Tuesday, July 05, 2011

Coalition wants 'National Wealth Service' not NHS

The story of 12-year-old Chloe McGarry in Harwich, East Anglia shows the harsh realities that many face when they seek health care.

Chloe spent five hours in agony with inflamed gums while her mother Heidi desperately searched for an NHS dentist after finding her usual clinic closed.

Heidi was told by NHS Direct to drive 32 miles to Ipswich or to be seen at another surgery in Manningtree, which is 13 miles from their home.

Such tales of woe will be shared by countless others over the coming months as the Coalition government’s health cuts begin to bite. So, as we join many others today in celebrating the 63rd anniversary of the National Health Service it’s clear that its future is at stake.

The health service unions and the Trades Union Congress are warning of “the potential dismantling of the NHS in the form of Andrew Lansley's Health and Social Care Bill”.

The TUC has uncovered well over 50,000 job cuts, the figures only prised out by using Freedom of Information laws. And, the undermining and destruction of the principle of free health care is also being exposed by the independent Bureau of Investigative Journalism. It shows that popular walk-in care centres around the country are already being closed or their hours and services being reduced

Then there is the scandal of the £2.5bn cost to the NHS over five years of the GP surgeries. An investigation has shown that the amount by which the taxpayer is subsidising some GP surgeries’ rentals has risen to £630m per year (an increase of more than 70%) since 2004.

**Your assignment:** Reproduce the passage of the NHS post word for word, beginning at "Chloe spent five" and stopping after "is at stake.".

**Information shown:**
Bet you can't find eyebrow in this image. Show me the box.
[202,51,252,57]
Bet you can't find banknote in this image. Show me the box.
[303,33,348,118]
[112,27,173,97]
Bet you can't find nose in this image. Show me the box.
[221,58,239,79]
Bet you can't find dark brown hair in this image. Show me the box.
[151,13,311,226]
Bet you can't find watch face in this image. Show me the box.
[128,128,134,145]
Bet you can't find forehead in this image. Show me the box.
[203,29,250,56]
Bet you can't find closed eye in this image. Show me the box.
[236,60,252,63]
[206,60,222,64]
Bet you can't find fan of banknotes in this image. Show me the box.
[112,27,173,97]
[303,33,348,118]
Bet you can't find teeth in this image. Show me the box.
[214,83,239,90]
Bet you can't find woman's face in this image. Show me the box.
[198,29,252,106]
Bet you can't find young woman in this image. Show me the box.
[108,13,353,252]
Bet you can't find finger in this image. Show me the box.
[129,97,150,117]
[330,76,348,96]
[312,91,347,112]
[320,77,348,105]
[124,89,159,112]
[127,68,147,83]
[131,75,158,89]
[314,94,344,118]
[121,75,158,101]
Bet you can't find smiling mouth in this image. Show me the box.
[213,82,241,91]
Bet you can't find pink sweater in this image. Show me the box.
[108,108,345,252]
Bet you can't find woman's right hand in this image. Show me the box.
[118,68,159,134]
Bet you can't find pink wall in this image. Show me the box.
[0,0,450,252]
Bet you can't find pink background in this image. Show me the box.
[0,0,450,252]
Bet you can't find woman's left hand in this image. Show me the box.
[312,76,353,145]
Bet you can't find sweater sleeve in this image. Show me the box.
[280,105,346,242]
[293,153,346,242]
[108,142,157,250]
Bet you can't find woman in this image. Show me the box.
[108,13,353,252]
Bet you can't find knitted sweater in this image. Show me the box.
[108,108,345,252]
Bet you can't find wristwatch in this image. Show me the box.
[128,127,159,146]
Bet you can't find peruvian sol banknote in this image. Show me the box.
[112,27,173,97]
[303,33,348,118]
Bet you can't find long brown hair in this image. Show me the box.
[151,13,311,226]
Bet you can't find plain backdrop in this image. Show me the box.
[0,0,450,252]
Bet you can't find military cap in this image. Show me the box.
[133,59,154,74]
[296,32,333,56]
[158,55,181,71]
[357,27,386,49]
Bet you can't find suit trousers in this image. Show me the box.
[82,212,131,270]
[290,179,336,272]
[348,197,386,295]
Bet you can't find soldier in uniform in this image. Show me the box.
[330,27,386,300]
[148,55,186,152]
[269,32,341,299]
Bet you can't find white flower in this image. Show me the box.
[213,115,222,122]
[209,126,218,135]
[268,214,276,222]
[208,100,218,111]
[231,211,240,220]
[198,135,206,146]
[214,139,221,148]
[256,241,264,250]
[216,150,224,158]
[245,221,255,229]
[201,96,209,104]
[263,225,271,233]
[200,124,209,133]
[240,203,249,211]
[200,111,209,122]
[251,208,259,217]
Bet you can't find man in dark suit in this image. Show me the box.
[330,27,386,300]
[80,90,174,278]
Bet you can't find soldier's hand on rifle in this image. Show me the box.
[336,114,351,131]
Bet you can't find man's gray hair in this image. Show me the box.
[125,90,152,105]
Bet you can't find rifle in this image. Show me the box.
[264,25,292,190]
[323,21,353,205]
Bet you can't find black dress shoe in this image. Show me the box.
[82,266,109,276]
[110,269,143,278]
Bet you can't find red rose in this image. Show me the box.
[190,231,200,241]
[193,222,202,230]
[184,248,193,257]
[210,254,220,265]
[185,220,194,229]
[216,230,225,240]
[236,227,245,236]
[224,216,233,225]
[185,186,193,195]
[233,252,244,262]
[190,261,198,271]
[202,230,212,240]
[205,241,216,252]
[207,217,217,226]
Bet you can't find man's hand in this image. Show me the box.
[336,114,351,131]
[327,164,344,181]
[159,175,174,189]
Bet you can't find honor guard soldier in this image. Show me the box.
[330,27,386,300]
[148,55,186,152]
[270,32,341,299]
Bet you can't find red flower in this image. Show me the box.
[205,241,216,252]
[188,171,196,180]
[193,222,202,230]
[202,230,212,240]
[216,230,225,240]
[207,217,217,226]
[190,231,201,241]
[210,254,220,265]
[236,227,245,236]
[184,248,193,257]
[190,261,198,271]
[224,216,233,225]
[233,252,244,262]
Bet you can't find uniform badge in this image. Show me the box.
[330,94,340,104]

**Solved exercise:**
Chloe spent five hours in agony with inflamed gums while her mother Heidi desperately searched for an NHS dentist after finding her usual clinic closed.

Heidi was told by NHS Direct to drive 32 miles to Ipswich or to be seen at another surgery in Manningtree, which is 13 miles from their home.

Such tales of woe will be shared by countless others over the coming months as the Coalition government’s health cuts begin to bite. So, as we join many others today in celebrating the 63rd anniversary of the National Health Service it’s clear that its future is at stake.